That line looks like this:
final ByteBuffer db = bfh.buffer.duplicate();
Object bfh at that moment is definitely not null, otherwise exception would have been thrown much earlier. So it can only be member bfh.buffer that was not assigned (most likely due to problem allocating DirectMemory).
That is why I made a test case that simulates NPE exactly in this method. The only tiny difference that simulated exception is raised a bit earlier. Manipulating byte code was just a very simple and convenient way to simulate the problem. In the real application there are nor byte code manipulations at all.
The important point here is not why NPE happend. There is no way to guarantee that this or another exception will never be raised. Exception simple happens, that's life. The point is: Transaction was not rolled back as it should in that case.
Here I need to disagree with @laa when he assumes that I don't understand ACID principle. Please re-read ACID definition at least here: https://en.wikipedia.org/wiki/ACID
"A" stands for "Atomicy" and it is defined: (Start of citate) Atomicity requires that each transaction be "all or nothing": if one part of the transaction fails, then the entire transaction fails, and the database state is left unchanged. An atomic system must guarantee atomicity in each and every situation, including power failures, errors, and crashes. To the outside world, a committed transaction appears (by its effects on the database) to be indivisible ("atomic"), and an aborted transaction does not happen. (End of citate)
Sorry, but not atomic transaction cannot be called transaction at all.
So, please, consider this bug report as an attempt to help you to fix a problem and make OrientDB better. I am on your side, and trying to be constructive. I am sure that you know your code better and you can fix the problem faster.
Hi @nadestin I am really sorry for the misunderstanding. I suppose we may fix your issue without significant effort. Then we may continue to discuss atomicity concept if you find it reasonable. I see that you run a server, do you run embedded server or standalone one?
Our application can run standalone and in the client/server mode.
In standalone mode OrientDB is embedded in the client. In the Client/Server mode it is embedded in the server.
@nadestin so just to double check , this error happens in Client/Server mode when your application is embedded inside OrientDB server. Is it correct ? Could you send JVM settings which you use to run server /
No, This error happens in both modes. We saw it on standalone client and also in the client server mode. And the problem is not NPE Exception. Problem is that after this exception transaction is not properly rolled back what leads to the data loss, as shown in my test case. Rollback behavior should be fixed, NPE is not important here.
@nadestin As I wrote above this method is part of mechanics which is responsible for rollback to make rollback work we need to fix code which is responsible for rollback. Once again atomicity of database does not mean that it will immune to any error because if code responsible for correct error handling is broken it can not work correctly. Could you send me JVM settings which you use to run server ?

▶ TASK REQUIREMENTS
A – Rewrite the paragraph of the thread that begins "No, This error happens in both modes" more briefly, keeping its main facts.
B – Please answer these questions using the thread, one answer per line, marked the same way:
(i) Which line of code does the poster quote at the start?
(ii) According to the poster, what most likely caused bfh.buffer not to be assigned?
(iii) In standalone mode, where is OrientDB embedded?
C – Transcribe the stretch of the thread from "That line looks" through "in that case.".

Dataset entries:

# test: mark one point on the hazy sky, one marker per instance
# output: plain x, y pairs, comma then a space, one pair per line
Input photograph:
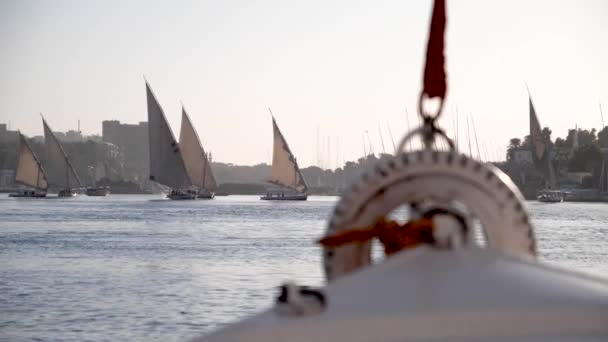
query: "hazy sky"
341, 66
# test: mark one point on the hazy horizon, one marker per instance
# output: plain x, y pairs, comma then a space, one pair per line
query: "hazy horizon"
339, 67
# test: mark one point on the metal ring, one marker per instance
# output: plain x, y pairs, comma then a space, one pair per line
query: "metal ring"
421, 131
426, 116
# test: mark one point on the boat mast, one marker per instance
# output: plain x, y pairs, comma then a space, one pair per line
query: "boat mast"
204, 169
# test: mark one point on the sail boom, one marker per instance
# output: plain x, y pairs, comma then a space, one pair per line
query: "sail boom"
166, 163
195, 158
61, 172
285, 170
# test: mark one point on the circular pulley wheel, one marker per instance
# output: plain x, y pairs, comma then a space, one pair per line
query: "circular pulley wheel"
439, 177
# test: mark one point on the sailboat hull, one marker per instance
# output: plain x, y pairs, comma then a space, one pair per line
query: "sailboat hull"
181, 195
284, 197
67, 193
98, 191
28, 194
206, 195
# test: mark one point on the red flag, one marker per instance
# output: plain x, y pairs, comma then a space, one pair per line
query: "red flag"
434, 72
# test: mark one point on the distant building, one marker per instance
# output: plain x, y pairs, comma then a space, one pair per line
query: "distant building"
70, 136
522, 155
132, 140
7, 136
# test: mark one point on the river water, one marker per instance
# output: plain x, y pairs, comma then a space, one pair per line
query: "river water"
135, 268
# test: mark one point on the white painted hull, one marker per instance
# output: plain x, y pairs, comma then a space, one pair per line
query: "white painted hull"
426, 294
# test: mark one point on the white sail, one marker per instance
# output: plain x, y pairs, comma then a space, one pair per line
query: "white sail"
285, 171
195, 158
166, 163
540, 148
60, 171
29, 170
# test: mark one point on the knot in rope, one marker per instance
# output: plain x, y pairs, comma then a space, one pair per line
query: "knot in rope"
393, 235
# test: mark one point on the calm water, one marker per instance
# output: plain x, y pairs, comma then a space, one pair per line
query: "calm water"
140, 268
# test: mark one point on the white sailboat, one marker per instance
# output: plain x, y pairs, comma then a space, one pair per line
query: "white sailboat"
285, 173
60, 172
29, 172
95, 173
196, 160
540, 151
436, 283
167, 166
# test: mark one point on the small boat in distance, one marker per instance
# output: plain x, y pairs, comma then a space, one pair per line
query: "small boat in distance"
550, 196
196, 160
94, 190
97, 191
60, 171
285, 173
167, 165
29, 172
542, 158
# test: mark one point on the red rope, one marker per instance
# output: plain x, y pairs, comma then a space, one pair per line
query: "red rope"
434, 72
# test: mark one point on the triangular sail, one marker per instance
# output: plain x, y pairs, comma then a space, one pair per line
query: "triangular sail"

▶ TASK-BY-TASK RESULTS
A – The error occurs in both standalone and client/server modes. The NPE itself is not the problem. The problem is that the transaction is not properly rolled back after the exception, which leads to data loss, as the test case shows. The rollback behavior is what should be fixed.

B –
(i) final ByteBuffer db = bfh.buffer.duplicate();
(ii) A problem allocating DirectMemory.
(iii) In the client.

C –
That line looks like this:
final ByteBuffer db = bfh.buffer.duplicate();
Object bfh at that moment is definitely not null, otherwise exception would have been thrown much earlier. So it can only be member bfh.buffer that was not assigned (most likely due to problem allocating DirectMemory).
That is why I made a test case that simulates NPE exactly in this method. The only tiny difference that simulated exception is raised a bit earlier. Manipulating byte code was just a very simple and convenient way to simulate the problem. In the real application there are nor byte code manipulations at all.
The important point here is not why NPE happend. There is no way to guarantee that this or another exception will never be raised. Exception simple happens, that's life. The point is: Transaction was not rolled back as it should in that case.